— start DATA PROVIDED —

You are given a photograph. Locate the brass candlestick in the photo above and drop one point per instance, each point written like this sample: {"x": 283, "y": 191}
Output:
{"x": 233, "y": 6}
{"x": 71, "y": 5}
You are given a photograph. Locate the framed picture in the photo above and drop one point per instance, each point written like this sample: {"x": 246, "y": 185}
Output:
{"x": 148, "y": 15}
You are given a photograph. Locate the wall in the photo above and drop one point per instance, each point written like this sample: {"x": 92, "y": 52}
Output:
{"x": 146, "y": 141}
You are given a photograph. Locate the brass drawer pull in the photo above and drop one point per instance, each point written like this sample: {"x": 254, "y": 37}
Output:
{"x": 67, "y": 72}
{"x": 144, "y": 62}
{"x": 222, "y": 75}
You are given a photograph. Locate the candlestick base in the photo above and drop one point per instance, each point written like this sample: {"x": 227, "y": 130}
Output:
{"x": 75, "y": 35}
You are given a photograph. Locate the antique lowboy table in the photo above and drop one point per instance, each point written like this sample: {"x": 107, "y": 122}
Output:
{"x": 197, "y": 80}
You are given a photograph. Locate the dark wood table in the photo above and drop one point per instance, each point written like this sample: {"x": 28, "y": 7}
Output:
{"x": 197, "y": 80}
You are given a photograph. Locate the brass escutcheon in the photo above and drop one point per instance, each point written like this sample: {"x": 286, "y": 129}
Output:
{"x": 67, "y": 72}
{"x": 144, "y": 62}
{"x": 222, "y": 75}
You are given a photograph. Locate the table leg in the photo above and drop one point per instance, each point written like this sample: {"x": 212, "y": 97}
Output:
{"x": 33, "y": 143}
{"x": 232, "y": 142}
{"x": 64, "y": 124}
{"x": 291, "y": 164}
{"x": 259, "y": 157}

— end DATA PROVIDED —

**DIRECTIONS:** Repeat the lines above exactly.

**FINISHED ANSWER:**
You are given a photograph. Locate the brass candlestick in the photo above and drop one point per instance, each point written like this sample: {"x": 283, "y": 191}
Output:
{"x": 233, "y": 6}
{"x": 71, "y": 5}
You are given a photograph. Locate the framed picture in the photo above and drop one point per instance, each point written like this sample: {"x": 246, "y": 185}
Output:
{"x": 148, "y": 15}
You are given a photograph. Locate the wall in the photo above and drop one point per instance, each point written like this sample: {"x": 92, "y": 52}
Output:
{"x": 146, "y": 141}
You are given a photograph. Locate the brass drawer pull in the photo above and drop one point per instance, each point written like this sample: {"x": 254, "y": 37}
Output:
{"x": 67, "y": 72}
{"x": 144, "y": 62}
{"x": 222, "y": 75}
You are given a photograph. Locate the candlestick base in the photo above and drop one point per instance, each point written like this sample: {"x": 227, "y": 130}
Output:
{"x": 75, "y": 35}
You are given a photograph. Locate the antique lowboy table in the photo above and drop one point per instance, each point written like this sample: {"x": 107, "y": 122}
Output:
{"x": 197, "y": 80}
You are given a photograph. Locate the dark wood table in the photo above and drop one point per instance, each point written like this sample: {"x": 28, "y": 7}
Output:
{"x": 197, "y": 80}
You are given a photograph. Locate the brass escutcheon in the photo above and drop one point per instance, each point written like this sample: {"x": 286, "y": 129}
Output:
{"x": 67, "y": 72}
{"x": 144, "y": 62}
{"x": 222, "y": 75}
You are given a photograph. Locate the table leg in the photo above and drop one point per instance, each point written like this sample: {"x": 212, "y": 97}
Output:
{"x": 33, "y": 143}
{"x": 232, "y": 142}
{"x": 64, "y": 124}
{"x": 291, "y": 164}
{"x": 259, "y": 157}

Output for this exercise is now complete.